*STATED GOAL A:*
Render the rows below as a numbered list with blank lines omitted, starting at the line that contains "Find the wooden" and stopping at the last line of the rows.

*TEXT EXCERPT:*
..............................

# Logistic Regression Assignment

## General Instructions for this assignment:
1. Don't change the function signature
2. Don't change the code already given to you; A lot of the work has been done for you, as we assume you are reasonably familiar with it.
3. Write the code only where asked

## 1. Basic Design of the Model
1. Output of the model: 0 or 1 (Binary Classification)
2. Hypothesis to be tested: $Z = W \cdot X + b$
3. Activation Function: $\frac{1}{1 + e^{-x}} $ (Signmoid Function)

## 2. Import Packages

1. numpy: obviously
2. matplotlib: for making graphs
3. seaborn: Making matplotlib graphs prettier

In [None]:
import numpy as np
import matplotlib.pyplot as plt

%matplotlib inline

# Next Libraries are unimportant, they just make everyhting look better

import matplotlib.style as style
import seaborn as sns

style.use('seaborn-poster') #sets the size of the charts
style.use('ggplot')

..............................

*STATED GOAL B:*
Write the next part of the logistic regression assignment above.

*DATA IN THIS EXERCISE:*
..............................

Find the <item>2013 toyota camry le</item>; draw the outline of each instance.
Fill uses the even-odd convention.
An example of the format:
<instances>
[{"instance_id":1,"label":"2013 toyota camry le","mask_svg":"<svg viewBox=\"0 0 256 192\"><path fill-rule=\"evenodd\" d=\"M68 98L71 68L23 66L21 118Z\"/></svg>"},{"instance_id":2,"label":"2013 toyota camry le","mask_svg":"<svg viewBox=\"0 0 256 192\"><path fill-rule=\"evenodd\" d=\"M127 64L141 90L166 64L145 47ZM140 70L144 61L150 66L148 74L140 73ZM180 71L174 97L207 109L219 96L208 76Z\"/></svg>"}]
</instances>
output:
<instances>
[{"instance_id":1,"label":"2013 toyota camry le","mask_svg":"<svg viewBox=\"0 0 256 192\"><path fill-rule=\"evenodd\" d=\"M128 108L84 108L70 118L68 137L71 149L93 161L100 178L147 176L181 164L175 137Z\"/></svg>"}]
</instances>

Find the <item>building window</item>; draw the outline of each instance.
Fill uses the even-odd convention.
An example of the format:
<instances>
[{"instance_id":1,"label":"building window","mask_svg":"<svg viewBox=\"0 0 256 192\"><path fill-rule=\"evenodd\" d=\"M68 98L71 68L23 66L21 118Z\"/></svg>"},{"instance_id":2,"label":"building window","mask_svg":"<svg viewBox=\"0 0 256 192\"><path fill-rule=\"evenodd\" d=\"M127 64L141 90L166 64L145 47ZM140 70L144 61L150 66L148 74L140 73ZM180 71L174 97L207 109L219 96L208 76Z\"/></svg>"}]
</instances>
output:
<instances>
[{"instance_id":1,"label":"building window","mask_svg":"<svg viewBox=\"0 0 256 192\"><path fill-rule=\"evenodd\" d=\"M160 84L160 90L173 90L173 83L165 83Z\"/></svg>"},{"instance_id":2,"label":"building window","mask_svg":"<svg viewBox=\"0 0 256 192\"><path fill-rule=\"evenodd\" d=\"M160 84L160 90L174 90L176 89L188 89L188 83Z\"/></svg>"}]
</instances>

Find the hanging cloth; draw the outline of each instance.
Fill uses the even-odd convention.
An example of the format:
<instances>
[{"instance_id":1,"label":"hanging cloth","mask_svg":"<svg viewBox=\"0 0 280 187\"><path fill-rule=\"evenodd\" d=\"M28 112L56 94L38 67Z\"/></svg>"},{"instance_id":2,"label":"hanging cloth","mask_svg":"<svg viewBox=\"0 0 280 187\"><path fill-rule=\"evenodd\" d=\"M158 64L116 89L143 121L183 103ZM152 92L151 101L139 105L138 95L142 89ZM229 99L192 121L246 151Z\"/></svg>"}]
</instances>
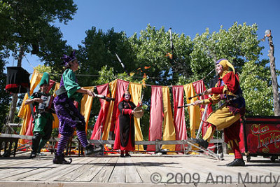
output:
<instances>
[{"instance_id":1,"label":"hanging cloth","mask_svg":"<svg viewBox=\"0 0 280 187\"><path fill-rule=\"evenodd\" d=\"M97 92L99 95L106 95L109 97L109 84L104 84L101 85L97 85ZM105 123L106 117L108 113L108 109L110 102L106 102L104 99L99 99L100 102L100 111L98 114L98 118L95 122L94 127L93 127L92 136L90 139L100 139L102 131L103 128L103 124Z\"/></svg>"},{"instance_id":2,"label":"hanging cloth","mask_svg":"<svg viewBox=\"0 0 280 187\"><path fill-rule=\"evenodd\" d=\"M187 104L193 103L197 98L192 98L191 99L188 99L190 97L195 95L195 91L192 83L184 85L183 88L187 98ZM195 129L198 129L200 124L201 117L200 106L198 105L190 106L188 107L188 111L190 116L190 137L192 138L195 138Z\"/></svg>"},{"instance_id":3,"label":"hanging cloth","mask_svg":"<svg viewBox=\"0 0 280 187\"><path fill-rule=\"evenodd\" d=\"M5 89L11 93L26 93L30 87L29 73L21 67L7 67Z\"/></svg>"},{"instance_id":4,"label":"hanging cloth","mask_svg":"<svg viewBox=\"0 0 280 187\"><path fill-rule=\"evenodd\" d=\"M115 98L115 93L117 91L117 81L118 80L115 80L109 83L112 98ZM115 99L113 102L111 102L108 108L108 113L107 113L108 115L106 116L105 123L103 125L104 128L103 128L102 140L108 140L109 137L111 122L112 120L112 117L113 117L113 109L114 107L115 102L116 102Z\"/></svg>"},{"instance_id":5,"label":"hanging cloth","mask_svg":"<svg viewBox=\"0 0 280 187\"><path fill-rule=\"evenodd\" d=\"M162 139L162 87L152 85L150 99L149 141ZM155 145L148 145L148 151L155 151Z\"/></svg>"},{"instance_id":6,"label":"hanging cloth","mask_svg":"<svg viewBox=\"0 0 280 187\"><path fill-rule=\"evenodd\" d=\"M83 87L83 89L93 90L94 86ZM85 117L85 132L88 130L88 120L90 119L90 111L92 106L93 97L88 95L84 95L80 101L80 114Z\"/></svg>"},{"instance_id":7,"label":"hanging cloth","mask_svg":"<svg viewBox=\"0 0 280 187\"><path fill-rule=\"evenodd\" d=\"M193 87L195 88L195 90L197 94L202 93L206 90L204 82L203 81L203 80L200 80L200 81L195 81L195 82L192 83L192 85L193 85ZM208 98L209 98L208 95L205 95L200 96L199 97L199 99L202 100L202 99L208 99ZM203 113L204 112L204 108L205 108L205 105L200 105L201 117L202 117ZM210 115L210 113L212 111L213 111L212 106L210 104L208 105L207 111L206 111L204 120L204 122L203 123L202 128L202 137L205 134L208 127L211 126L211 124L206 123L206 120L208 118L208 116Z\"/></svg>"},{"instance_id":8,"label":"hanging cloth","mask_svg":"<svg viewBox=\"0 0 280 187\"><path fill-rule=\"evenodd\" d=\"M175 127L173 123L172 110L170 104L169 88L162 86L163 97L163 135L162 140L176 140ZM176 145L162 145L162 149L175 151Z\"/></svg>"},{"instance_id":9,"label":"hanging cloth","mask_svg":"<svg viewBox=\"0 0 280 187\"><path fill-rule=\"evenodd\" d=\"M174 123L175 126L176 139L188 139L187 129L185 120L184 108L178 109L178 106L184 105L183 86L174 85L172 87L173 103L174 109ZM188 146L188 145L186 145ZM183 151L181 145L176 145L176 151Z\"/></svg>"},{"instance_id":10,"label":"hanging cloth","mask_svg":"<svg viewBox=\"0 0 280 187\"><path fill-rule=\"evenodd\" d=\"M142 85L139 83L130 83L130 92L132 96L132 101L136 105L141 102L141 96L142 92ZM135 127L135 141L142 141L143 134L141 130L140 118L134 118ZM143 145L135 145L135 150L144 151Z\"/></svg>"}]
</instances>

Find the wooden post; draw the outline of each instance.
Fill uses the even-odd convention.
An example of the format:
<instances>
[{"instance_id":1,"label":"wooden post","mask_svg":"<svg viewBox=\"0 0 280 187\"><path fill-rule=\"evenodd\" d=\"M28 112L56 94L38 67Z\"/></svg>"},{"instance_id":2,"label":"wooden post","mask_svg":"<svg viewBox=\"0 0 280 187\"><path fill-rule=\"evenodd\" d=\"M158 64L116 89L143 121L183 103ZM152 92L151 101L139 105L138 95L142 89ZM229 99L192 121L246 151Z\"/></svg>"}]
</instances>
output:
<instances>
[{"instance_id":1,"label":"wooden post","mask_svg":"<svg viewBox=\"0 0 280 187\"><path fill-rule=\"evenodd\" d=\"M268 39L268 42L270 44L270 50L268 51L268 57L270 57L270 72L272 74L272 81L274 116L280 116L279 95L278 94L277 76L276 74L276 71L275 71L275 57L274 56L274 46L273 45L272 36L271 35L270 31L269 34L266 34L266 36Z\"/></svg>"},{"instance_id":2,"label":"wooden post","mask_svg":"<svg viewBox=\"0 0 280 187\"><path fill-rule=\"evenodd\" d=\"M22 66L22 60L23 55L24 55L24 48L22 46L21 46L20 49L20 55L18 55L18 67ZM17 107L17 102L18 102L18 94L14 93L13 94L12 102L10 104L9 115L6 124L6 125L8 125L9 123L13 123L14 122L15 111L15 108ZM10 133L10 130L9 127L6 128L5 133L6 134Z\"/></svg>"}]
</instances>

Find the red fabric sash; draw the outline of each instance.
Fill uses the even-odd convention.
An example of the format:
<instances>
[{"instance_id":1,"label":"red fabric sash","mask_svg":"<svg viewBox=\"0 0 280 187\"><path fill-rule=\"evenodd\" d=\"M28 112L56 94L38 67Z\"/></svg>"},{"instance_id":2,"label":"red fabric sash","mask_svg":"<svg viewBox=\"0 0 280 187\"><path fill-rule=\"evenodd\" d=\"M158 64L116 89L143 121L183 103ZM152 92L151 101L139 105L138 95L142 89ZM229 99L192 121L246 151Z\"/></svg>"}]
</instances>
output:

..............................

*EXERCISE ANSWER A:*
1. Find the wooden post; draw the outline of each instance.
2. Fill uses the even-odd convention.
3. An example of the format:
4. <instances>
5. [{"instance_id":1,"label":"wooden post","mask_svg":"<svg viewBox=\"0 0 280 187\"><path fill-rule=\"evenodd\" d=\"M28 112L56 94L38 67Z\"/></svg>"},{"instance_id":2,"label":"wooden post","mask_svg":"<svg viewBox=\"0 0 280 187\"><path fill-rule=\"evenodd\" d=\"M158 64L116 89L143 121L183 103ZM152 92L151 101L139 105L138 95L142 89ZM229 99L192 121L246 151Z\"/></svg>"}]
6. </instances>
7. output:
8. <instances>
9. [{"instance_id":1,"label":"wooden post","mask_svg":"<svg viewBox=\"0 0 280 187\"><path fill-rule=\"evenodd\" d=\"M268 39L268 42L270 44L270 50L268 51L268 57L270 57L270 72L272 74L272 81L274 116L280 116L279 95L278 94L277 76L276 74L276 71L275 71L275 57L274 56L274 46L273 45L272 36L271 35L270 31L269 34L266 34L266 36Z\"/></svg>"},{"instance_id":2,"label":"wooden post","mask_svg":"<svg viewBox=\"0 0 280 187\"><path fill-rule=\"evenodd\" d=\"M22 66L22 60L23 55L24 55L24 48L22 46L21 46L20 49L20 55L18 55L18 67ZM17 107L17 102L18 102L18 94L14 93L13 94L12 102L10 104L9 115L6 124L6 125L8 125L9 123L13 123L14 122L15 111L15 108ZM10 133L10 130L9 127L6 128L5 133L6 134Z\"/></svg>"}]
10. </instances>
11. Find the red fabric sash; draw the outline of each instance.
12. Fill uses the even-odd convention.
13. An example of the format:
14. <instances>
15. [{"instance_id":1,"label":"red fabric sash","mask_svg":"<svg viewBox=\"0 0 280 187\"><path fill-rule=\"evenodd\" d=\"M28 112L56 94L38 67Z\"/></svg>"},{"instance_id":2,"label":"red fabric sash","mask_svg":"<svg viewBox=\"0 0 280 187\"><path fill-rule=\"evenodd\" d=\"M158 64L116 89L143 121L183 103ZM152 92L151 101L139 105L138 95L142 89ZM229 99L192 121L246 151Z\"/></svg>"}]
16. </instances>
17. output:

*EXERCISE ANSWER B:*
## 3. Loading the dataset

We have prepared and preprocessed the data. You can use the `np.load(path)` to obtain a dictionary of numpy arrays.

> The loading has been done for you, just ensure that the path is correct and obtain the nump arrays from the dictionary

In [None]:
dataset = np.load('quickdraw/10k/dataset.npz')

## Get the numpy arrays from the dictionary
X_train = None
Y_train = None
X_test  = None
Y_test  = None

In [None]:
print(X_train.shape)
print(Y_train.shape)
print(X_test.shape)
print(Y_test.shape)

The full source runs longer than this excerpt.